#### Provided information:

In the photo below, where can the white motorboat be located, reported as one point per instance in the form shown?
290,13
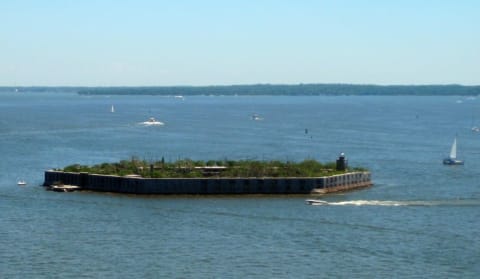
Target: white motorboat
316,202
21,183
152,122
256,117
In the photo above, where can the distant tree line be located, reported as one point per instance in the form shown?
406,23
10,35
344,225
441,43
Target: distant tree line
267,89
294,90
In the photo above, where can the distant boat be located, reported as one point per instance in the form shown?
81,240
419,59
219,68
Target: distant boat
316,202
256,117
452,159
152,122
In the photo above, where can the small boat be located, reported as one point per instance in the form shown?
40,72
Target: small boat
452,159
152,122
316,202
63,188
256,117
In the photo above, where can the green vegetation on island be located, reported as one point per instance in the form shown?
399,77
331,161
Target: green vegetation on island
200,169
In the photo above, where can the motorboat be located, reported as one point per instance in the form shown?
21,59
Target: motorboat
316,202
152,122
256,117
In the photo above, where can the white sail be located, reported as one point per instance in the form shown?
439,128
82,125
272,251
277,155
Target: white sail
453,151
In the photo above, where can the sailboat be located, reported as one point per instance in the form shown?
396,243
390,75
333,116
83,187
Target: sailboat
452,159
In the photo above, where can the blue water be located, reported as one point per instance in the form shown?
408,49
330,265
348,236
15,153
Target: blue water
420,219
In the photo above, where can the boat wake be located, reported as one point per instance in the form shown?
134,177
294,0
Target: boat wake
458,202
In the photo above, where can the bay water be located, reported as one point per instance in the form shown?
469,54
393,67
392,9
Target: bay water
419,219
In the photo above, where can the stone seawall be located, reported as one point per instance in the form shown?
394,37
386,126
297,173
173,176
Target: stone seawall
210,186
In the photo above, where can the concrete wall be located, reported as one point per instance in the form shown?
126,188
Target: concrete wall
208,186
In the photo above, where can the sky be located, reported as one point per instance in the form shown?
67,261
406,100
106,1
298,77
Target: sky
217,42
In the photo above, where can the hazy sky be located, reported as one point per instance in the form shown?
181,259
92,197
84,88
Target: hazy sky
207,42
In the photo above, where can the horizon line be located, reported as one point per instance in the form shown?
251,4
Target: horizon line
243,84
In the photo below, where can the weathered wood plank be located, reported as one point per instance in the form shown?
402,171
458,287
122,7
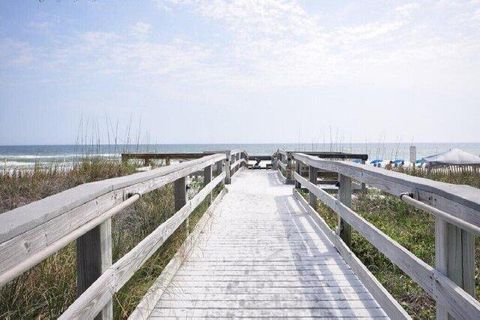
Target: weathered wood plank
148,302
94,256
459,200
100,292
344,230
261,252
437,285
384,298
28,230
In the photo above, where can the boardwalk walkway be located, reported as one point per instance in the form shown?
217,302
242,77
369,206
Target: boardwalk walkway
262,256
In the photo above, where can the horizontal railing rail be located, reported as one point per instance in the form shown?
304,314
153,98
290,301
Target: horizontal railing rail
456,208
98,295
31,233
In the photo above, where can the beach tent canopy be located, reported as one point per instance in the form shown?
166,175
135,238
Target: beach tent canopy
453,157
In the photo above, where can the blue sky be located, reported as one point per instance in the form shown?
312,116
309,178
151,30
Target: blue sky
239,71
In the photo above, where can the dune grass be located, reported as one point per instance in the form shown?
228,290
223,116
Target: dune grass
412,228
49,288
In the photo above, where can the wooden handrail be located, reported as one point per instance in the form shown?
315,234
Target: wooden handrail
28,230
459,200
451,204
92,301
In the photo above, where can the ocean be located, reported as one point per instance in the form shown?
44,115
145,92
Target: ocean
24,156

#### Brief:
Arrange all the lines of the items above as a numbered list, skipping any blank lines and leaving the pictures out.

#### Full response:
1. In the photo below, where can the white motorboat be located, reported as one point per instance in the form shown?
2. 290,13
3. Target: white motorboat
4. 316,202
5. 21,183
6. 152,122
7. 256,117
8. In the photo above, where can the distant tree line be located, reported as one point per instance in the form shown?
9. 406,23
10. 10,35
11. 344,225
12. 441,43
13. Target: distant tree line
14. 267,89
15. 294,90
16. In the photo above, where can the distant boat be located, reported as one point per instance in the form shown?
17. 81,240
18. 419,59
19. 219,68
20. Target: distant boat
21. 316,202
22. 256,117
23. 452,159
24. 152,122
25. In the photo above, where can the small boat be located, reported as one point per instance in the form shown?
26. 40,72
27. Target: small boat
28. 452,159
29. 152,122
30. 316,202
31. 63,188
32. 256,117
33. In the photo above, where can the green vegetation on island be located, reported as one point per instance in the form shown?
34. 399,77
35. 331,161
36. Target: green vegetation on island
37. 200,169
38. In the photo above, where can the motorboat be located, reported as one point per instance in the form shown?
39. 21,59
40. Target: motorboat
41. 316,202
42. 152,122
43. 256,117
44. In the photo above, where can the white sail be located, reported as one point per instance in the form shown?
45. 439,128
46. 82,125
47. 272,251
48. 277,155
49. Target: white sail
50. 453,151
51. In the photo above, where can the sailboat be located, reported as one point per instance in the form shown?
52. 396,243
53. 390,75
54. 333,116
55. 83,187
56. Target: sailboat
57. 452,159
58. In the photo above, where can the blue water be located, reported as one point per instance in the form shown?
59. 408,49
60. 330,265
61. 348,236
62. 15,153
63. Target: blue water
64. 420,219
65. In the photo above, where can the boat wake be located, reported as one point per instance in the form shown?
66. 134,177
67. 294,0
68. Target: boat wake
69. 458,202
70. In the photo above, where can the bay water be located, reported as one point per instance in the form shown?
71. 469,54
72. 393,67
73. 392,9
74. Target: bay water
75. 419,219
76. In the photo above, where can the stone seawall be located, reported as one point per instance in the form shown?
77. 394,37
78. 386,126
79. 297,173
80. 173,176
81. Target: stone seawall
82. 210,186
83. In the photo above, where can the concrete wall be located, reported as one point per instance in the form shown?
84. 126,188
85. Target: concrete wall
86. 208,186
87. In the photo above, where can the sky be located, reported as one point per instance in the form shown?
88. 67,261
89. 406,100
90. 106,1
91. 298,77
92. Target: sky
93. 217,42
94. In the photo above, where can the hazy sky be located, reported as one point per instance in the form shown?
95. 181,259
96. 92,197
97. 84,88
98. Target: hazy sky
99. 207,42
100. In the photo above, where can the horizon line be located, reported as one point per instance in the form shown?
101. 251,4
102. Target: horizon line
103. 243,84
104. In the photo below, where can the weathered wood plank be located, reported as one point per instance in the form shown?
105. 402,171
106. 458,287
107. 122,7
108. Target: weathered wood plank
109. 148,302
110. 94,256
111. 459,200
112. 100,292
113. 344,230
114. 261,252
115. 437,285
116. 384,298
117. 28,230
118. In the photo above, where can the boardwalk walkway be located, reported as one point per instance in the form shown?
119. 217,302
120. 242,77
121. 369,206
122. Target: boardwalk walkway
123. 262,256
124. In the photo above, where can the horizontal railing rail be located, reported as one point per instance in the form shown?
125. 304,314
126. 153,98
127. 290,301
128. Target: horizontal railing rail
129. 456,208
130. 98,295
131. 31,233
132. In the photo above, where can the beach tent canopy be located, reported as one point per instance in the form shown?
133. 166,175
134. 135,238
135. Target: beach tent canopy
136. 453,157
137. In the photo above, where can the blue sky be located, reported as one point per instance in the form shown?
138. 312,116
139. 309,178
140. 151,30
141. Target: blue sky
142. 239,71
143. In the photo above, where can the dune grass be located, reported as one point per instance in the form shown?
144. 228,290
145. 223,116
146. Target: dune grass
147. 412,228
148. 49,288
149. In the photo above, where can the wooden handrail be located, reported as one point per instance in the form shown?
150. 315,234
151. Target: wooden handrail
152. 28,230
153. 459,200
154. 451,204
155. 92,301
156. In the photo above, where can the ocean be located, reported as one point per instance in the form shown?
157. 44,115
158. 145,92
159. Target: ocean
160. 24,156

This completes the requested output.